The course is mainly geared towards making students understand and appreciate the idea of probability and randomization in the field of computing. At the end of the course, the student will be:

- confident of reading and understanding any probability related idea in computer science.
- able to think on the lines of solving a problem with randomization techniques, which are otherwise hard to solve the deterministic way.
- able to appreciate the basic ideas in probability such as distributions, bounds, inequalities and their applications.
- to a good extent able to independently read and understand the technical details in a research paper that uses probability ideas to solve questions related to computer science.

Items 1 to 16 will be covered before midterm exams.

Items 17 to 31 will be covered after midterm exams.

Items 32, 33 and invited lectures are all independent sessions that will be covered if time permits. The instructor may cover these items any time during the semester.

**Data lines**
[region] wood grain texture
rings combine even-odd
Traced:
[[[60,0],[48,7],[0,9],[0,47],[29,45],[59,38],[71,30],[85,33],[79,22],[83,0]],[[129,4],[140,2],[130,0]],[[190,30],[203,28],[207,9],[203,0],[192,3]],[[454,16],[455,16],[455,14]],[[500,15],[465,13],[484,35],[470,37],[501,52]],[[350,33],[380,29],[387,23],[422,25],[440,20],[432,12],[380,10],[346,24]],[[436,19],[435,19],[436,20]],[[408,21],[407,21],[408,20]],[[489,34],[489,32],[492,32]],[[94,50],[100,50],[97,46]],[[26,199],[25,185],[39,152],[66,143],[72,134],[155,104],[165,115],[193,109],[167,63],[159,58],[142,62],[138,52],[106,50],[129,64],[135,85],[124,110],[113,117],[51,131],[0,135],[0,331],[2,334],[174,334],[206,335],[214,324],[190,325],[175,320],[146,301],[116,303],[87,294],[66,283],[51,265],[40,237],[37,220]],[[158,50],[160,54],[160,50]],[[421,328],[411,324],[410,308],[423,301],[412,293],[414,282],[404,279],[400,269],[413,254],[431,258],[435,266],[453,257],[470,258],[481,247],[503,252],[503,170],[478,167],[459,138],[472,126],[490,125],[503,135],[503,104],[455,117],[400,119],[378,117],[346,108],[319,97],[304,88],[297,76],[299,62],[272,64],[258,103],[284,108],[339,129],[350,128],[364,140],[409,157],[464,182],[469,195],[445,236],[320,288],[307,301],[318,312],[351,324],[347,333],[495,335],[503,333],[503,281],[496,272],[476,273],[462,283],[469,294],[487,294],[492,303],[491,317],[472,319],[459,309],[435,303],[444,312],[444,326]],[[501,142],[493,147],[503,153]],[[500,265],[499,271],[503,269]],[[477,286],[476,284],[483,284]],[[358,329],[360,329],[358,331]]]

**Written instruction 1**
In the course description, which items are covered after the midterm exams?
**Written instruction 2**
Please quote the course description from "- able to think" to "during the semester.".

**Exercise solution 1**
Items 17 to 31.

**Exercise solution 2**
- able to think on the lines of solving a problem with randomization techniques, which are otherwise hard to solve the deterministic way.
- able to appreciate the basic ideas in probability such as distributions, bounds, inequalities and their applications.
- to a good extent able to independently read and understand the technical details in a research paper that uses probability ideas to solve questions related to computer science.

Items 1 to 16 will be covered before midterm exams.

Items 17 to 31 will be covered after midterm exams.

Items 32, 33 and invited lectures are all independent sessions that will be covered if time permits. The instructor may cover these items any time during the semester.